** The task **
Rewrite all of the records below as a numbered list, leaving out blank lines. Don't include the pictures in your answer.

(Entries from a dataset)
• • •

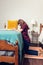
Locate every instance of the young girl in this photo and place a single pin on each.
(26, 39)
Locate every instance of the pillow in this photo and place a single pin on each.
(12, 24)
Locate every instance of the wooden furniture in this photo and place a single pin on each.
(41, 26)
(33, 59)
(7, 47)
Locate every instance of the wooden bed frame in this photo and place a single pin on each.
(5, 46)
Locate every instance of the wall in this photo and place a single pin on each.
(25, 9)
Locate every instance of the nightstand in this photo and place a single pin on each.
(34, 37)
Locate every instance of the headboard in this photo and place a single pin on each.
(41, 26)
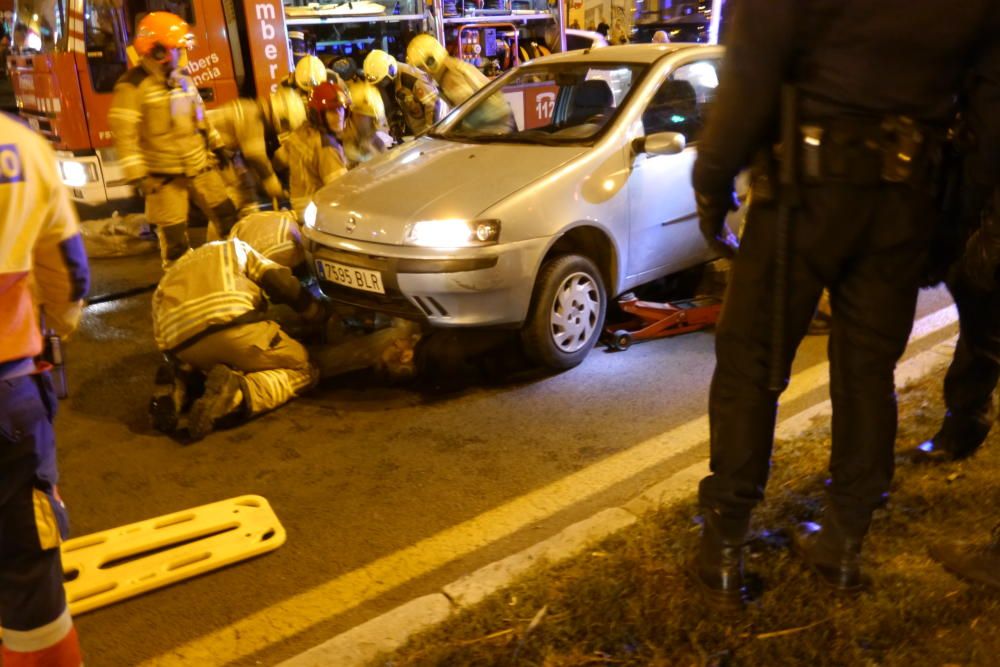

• • •

** Answer to the problem **
1. Locate every instance of the young girl in this photo and place a single pin on each.
2. (26, 39)
3. Locate every instance of the pillow in this photo and place a single pin on each.
4. (12, 24)
5. Locate every instance of the wooden furniture in this photo and place a single pin on each.
6. (41, 26)
7. (33, 59)
8. (7, 47)
9. Locate every instance of the wooden bed frame in this photo and place a single pin on each.
10. (5, 46)
11. Locate every instance of the wall in this photo and place a single pin on each.
12. (25, 9)
13. Locate every instance of the nightstand in this photo and place a single pin on each.
14. (34, 37)
15. Locate every instance of the headboard in this photo and place a single pin on each.
16. (41, 26)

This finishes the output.